WHAT YOU WILL DO — Copy the lines below verbatim, beginning with the first line and ending after the line that contains "box: [51, 3, 86, 60]".

GIVEN RECORDS —
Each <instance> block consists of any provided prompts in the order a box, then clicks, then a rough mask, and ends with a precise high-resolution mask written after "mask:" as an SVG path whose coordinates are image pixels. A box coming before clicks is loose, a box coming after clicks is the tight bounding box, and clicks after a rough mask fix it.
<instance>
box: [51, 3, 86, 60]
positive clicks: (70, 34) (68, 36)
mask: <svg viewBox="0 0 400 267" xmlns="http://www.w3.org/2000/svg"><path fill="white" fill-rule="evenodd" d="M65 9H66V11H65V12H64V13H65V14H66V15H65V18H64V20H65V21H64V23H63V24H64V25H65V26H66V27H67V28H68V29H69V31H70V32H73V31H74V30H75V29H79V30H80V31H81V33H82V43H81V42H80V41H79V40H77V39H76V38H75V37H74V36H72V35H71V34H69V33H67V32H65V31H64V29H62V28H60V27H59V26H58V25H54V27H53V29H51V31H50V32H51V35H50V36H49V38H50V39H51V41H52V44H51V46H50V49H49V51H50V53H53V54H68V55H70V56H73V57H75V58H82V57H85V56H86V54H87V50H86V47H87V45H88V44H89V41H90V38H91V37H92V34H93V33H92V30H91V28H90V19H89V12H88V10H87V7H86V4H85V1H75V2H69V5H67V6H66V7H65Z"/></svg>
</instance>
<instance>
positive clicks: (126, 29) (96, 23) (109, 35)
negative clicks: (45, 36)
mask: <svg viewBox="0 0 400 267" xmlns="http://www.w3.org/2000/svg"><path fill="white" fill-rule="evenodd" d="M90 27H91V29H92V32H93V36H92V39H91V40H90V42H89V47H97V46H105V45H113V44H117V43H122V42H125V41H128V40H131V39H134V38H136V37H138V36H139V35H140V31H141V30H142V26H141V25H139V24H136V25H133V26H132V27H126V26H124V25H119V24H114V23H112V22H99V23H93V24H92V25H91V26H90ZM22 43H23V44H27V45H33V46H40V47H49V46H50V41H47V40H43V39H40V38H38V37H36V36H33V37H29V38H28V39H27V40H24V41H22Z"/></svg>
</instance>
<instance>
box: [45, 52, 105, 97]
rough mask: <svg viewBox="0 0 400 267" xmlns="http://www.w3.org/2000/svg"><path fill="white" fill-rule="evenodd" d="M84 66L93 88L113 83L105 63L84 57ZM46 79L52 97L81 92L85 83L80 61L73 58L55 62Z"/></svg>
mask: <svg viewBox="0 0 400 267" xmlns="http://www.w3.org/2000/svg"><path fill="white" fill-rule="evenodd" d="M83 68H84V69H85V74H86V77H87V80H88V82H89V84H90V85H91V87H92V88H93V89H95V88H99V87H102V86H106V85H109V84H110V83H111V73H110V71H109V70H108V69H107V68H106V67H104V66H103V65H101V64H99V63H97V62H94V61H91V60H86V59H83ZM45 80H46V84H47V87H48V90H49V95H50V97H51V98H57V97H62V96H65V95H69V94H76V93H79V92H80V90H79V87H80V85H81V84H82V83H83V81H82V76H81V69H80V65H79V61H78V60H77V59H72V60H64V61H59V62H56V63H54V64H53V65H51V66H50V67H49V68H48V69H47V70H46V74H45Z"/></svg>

TASK ANSWER —
Each <instance> block consists of any provided prompts in the order a box, then clicks, then a rough mask, and ends with a precise high-resolution mask written after "mask:" as an SVG path whose coordinates are image pixels. A box coming before clicks is loose, a box coming after clicks is the tight bounding box, and clicks after a rough mask fix it.
<instance>
box: [51, 3, 86, 60]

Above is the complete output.